Input for this task -
· · · · · · ·

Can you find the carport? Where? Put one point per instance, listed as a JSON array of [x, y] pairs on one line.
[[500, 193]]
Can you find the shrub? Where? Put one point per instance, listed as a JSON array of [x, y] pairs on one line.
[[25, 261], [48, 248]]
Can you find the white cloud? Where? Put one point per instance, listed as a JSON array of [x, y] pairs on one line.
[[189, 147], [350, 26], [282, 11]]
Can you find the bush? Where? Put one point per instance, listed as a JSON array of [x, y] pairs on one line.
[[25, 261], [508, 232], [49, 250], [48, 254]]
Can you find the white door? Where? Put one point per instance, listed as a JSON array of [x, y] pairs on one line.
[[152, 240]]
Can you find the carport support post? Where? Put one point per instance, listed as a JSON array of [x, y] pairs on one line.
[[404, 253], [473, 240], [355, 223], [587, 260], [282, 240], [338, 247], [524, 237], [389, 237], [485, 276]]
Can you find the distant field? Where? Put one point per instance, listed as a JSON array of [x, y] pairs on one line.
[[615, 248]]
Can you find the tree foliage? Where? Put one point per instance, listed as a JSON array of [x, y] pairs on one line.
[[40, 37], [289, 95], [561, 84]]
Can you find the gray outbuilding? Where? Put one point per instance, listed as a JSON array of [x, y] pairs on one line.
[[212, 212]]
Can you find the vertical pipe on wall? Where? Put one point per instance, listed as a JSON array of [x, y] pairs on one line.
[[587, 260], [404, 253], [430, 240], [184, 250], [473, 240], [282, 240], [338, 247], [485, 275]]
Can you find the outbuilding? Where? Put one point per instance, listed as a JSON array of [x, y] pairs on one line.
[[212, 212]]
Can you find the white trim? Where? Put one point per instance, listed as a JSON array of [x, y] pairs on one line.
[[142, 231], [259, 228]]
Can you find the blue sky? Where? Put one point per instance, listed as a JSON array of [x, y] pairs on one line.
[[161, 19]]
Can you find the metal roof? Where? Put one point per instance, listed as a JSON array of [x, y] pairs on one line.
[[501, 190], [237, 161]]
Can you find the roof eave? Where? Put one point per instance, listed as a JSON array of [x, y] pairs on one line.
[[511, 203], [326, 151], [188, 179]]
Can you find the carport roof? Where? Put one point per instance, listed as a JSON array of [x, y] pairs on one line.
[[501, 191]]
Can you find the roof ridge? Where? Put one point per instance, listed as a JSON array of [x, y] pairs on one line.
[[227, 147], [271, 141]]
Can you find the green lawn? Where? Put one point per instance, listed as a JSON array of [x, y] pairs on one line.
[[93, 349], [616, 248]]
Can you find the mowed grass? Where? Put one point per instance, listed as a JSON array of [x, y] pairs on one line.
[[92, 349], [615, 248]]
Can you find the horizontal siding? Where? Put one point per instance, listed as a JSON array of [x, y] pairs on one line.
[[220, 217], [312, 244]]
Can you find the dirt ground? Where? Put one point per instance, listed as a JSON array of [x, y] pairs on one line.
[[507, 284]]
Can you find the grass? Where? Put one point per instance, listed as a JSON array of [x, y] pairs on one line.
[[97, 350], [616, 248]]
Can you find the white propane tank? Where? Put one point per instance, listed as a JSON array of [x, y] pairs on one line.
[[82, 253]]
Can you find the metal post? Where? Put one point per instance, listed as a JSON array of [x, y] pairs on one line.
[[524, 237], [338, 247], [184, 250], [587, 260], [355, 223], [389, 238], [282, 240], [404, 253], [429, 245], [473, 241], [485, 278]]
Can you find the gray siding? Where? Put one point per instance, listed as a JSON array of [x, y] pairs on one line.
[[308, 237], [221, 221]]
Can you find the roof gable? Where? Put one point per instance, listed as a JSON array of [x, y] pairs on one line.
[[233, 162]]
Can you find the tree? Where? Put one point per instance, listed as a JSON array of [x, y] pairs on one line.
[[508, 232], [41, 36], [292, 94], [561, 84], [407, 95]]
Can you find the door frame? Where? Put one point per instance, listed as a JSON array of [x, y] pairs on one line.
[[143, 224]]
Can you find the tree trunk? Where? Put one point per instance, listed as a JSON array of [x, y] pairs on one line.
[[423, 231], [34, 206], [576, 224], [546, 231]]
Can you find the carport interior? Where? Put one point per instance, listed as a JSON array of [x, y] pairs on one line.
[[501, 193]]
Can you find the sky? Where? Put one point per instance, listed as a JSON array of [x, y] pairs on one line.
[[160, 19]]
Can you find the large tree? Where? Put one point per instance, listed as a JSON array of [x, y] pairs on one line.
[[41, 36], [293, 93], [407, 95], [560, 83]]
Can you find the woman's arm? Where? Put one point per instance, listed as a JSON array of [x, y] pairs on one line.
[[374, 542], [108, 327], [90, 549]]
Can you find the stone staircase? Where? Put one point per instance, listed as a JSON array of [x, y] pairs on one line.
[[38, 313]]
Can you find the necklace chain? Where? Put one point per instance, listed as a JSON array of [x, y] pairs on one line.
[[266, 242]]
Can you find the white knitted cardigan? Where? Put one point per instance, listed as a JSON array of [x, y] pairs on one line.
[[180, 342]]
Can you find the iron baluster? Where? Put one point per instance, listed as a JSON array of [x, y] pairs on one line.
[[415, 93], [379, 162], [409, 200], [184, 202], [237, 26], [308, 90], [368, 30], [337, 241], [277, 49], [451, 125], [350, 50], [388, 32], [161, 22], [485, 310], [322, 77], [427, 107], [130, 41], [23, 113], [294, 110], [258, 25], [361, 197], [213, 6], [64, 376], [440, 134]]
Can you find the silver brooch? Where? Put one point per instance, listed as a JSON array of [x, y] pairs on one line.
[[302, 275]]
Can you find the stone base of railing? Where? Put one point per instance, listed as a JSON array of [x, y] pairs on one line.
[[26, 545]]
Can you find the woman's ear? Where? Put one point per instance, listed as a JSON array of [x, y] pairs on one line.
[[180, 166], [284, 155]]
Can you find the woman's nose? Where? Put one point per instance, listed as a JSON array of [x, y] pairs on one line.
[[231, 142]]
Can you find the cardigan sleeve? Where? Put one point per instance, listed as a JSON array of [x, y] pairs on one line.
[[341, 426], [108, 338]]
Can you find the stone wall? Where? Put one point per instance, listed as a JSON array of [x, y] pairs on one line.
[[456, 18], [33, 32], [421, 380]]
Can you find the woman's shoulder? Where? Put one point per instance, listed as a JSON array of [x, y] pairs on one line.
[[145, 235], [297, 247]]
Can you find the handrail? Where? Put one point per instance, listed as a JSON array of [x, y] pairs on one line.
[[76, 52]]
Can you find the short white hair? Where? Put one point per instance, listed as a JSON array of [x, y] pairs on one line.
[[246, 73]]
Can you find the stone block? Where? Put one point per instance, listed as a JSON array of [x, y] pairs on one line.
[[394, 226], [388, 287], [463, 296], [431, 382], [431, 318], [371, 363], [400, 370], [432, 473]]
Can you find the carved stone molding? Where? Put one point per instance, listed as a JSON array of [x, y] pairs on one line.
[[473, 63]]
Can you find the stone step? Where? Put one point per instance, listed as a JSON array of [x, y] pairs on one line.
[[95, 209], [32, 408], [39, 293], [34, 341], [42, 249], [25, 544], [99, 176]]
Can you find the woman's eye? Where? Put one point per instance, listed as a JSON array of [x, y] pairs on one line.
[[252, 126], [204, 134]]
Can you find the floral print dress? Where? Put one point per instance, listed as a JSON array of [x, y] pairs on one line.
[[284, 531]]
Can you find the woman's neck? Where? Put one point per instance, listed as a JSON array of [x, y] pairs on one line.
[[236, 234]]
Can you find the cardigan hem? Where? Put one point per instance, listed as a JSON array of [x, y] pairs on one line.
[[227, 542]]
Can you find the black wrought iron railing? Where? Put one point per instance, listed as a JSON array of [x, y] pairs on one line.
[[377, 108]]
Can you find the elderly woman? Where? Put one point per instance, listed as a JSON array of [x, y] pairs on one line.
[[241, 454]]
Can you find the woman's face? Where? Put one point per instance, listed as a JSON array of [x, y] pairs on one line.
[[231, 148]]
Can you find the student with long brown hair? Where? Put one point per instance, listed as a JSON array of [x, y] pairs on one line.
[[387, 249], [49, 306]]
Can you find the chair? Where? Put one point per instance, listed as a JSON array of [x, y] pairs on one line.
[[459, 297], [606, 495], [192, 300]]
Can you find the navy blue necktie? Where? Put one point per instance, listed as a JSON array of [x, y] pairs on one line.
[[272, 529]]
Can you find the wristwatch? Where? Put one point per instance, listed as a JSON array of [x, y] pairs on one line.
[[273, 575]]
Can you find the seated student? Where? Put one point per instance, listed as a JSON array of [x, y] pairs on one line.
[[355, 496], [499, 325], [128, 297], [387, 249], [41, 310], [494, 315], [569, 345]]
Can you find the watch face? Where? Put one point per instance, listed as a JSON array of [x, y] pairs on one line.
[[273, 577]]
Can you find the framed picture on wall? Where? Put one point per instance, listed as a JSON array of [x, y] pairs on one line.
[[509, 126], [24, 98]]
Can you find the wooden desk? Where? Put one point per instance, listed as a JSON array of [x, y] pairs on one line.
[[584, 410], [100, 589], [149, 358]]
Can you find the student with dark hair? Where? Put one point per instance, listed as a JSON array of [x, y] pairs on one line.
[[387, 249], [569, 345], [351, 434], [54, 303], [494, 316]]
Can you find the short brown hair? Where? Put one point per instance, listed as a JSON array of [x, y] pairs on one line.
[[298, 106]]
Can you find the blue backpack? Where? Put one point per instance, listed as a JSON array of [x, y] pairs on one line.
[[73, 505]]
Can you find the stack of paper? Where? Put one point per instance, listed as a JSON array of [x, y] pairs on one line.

· · · · · · ·

Short exercise - Please output the items from the line with "Can you find the white trim?" up to and including the line with "[[233, 162]]" as a CSV with two columns, text and answer. Give one row per item, put each value in its own quoted field, and replace line breaks with spaces.

Result for this exercise -
text,answer
"Can you find the white trim? Where? Put one point per instance, listed as a JSON array of [x, y] pairs on one line.","[[142, 231], [259, 228]]"
"Can you find the blue sky? Where? Put one point per instance, listed as a JSON array of [x, y] pairs on one line.","[[161, 19]]"
"Can you find the metal roof? Where? Put one point per instance, listed as a JSON array of [x, y] pairs on one line.","[[501, 190], [237, 161]]"
"Can you find the roof eave? Where? Put one point per instance, listed as a JSON array of [x, y] pairs on one line.","[[511, 203], [326, 151], [188, 179]]"
"Can you find the carport roof? Where? Put one point per instance, listed as a JSON array of [x, y] pairs on one line.","[[501, 191]]"
"Can you find the roof ridge? Where? Put one point per instance, listed as a JSON array of [x, y] pairs on one line.","[[227, 147], [271, 141]]"
"Can you find the green lawn? Where? Put one point per instance, listed as a JSON array of [x, y] pairs on one line.","[[93, 349], [616, 248]]"
"Can you find the mowed grass? Where? Put one point per instance, listed as a JSON array of [x, y] pairs on one line.","[[92, 349], [615, 248]]"
"Can you find the horizontal siding? Where? Put one point per instance, listed as a JSON array of [x, y] pairs on one line.","[[220, 217], [312, 244]]"
"Can you find the dirt ground? Where? Put one point per instance, listed as a JSON array of [x, y] pairs on one line.","[[507, 284]]"
"Can you find the grass? Where? Put one point per instance, listed as a JSON array of [x, y] pairs on one line.","[[97, 350], [616, 248]]"
"Can you find the white propane tank? Where? Put one point per instance, listed as a JSON array of [x, y] pairs on one line.","[[82, 253]]"
"Can you find the metal post? Where? Put one point per instance, listed as a JSON array of [x, y] pairs on one line.","[[524, 237], [338, 247], [184, 250], [587, 260], [355, 223], [389, 238], [282, 240], [404, 253], [429, 245], [473, 241], [485, 278]]"
"Can you find the gray siding? Where? Put one point per instance, listed as a JSON array of [x, y] pairs on one line.","[[308, 237], [221, 221]]"
"Can you find the roof gable? Where? Put one point per instance, listed as a JSON array of [x, y] pairs on one line.","[[233, 162]]"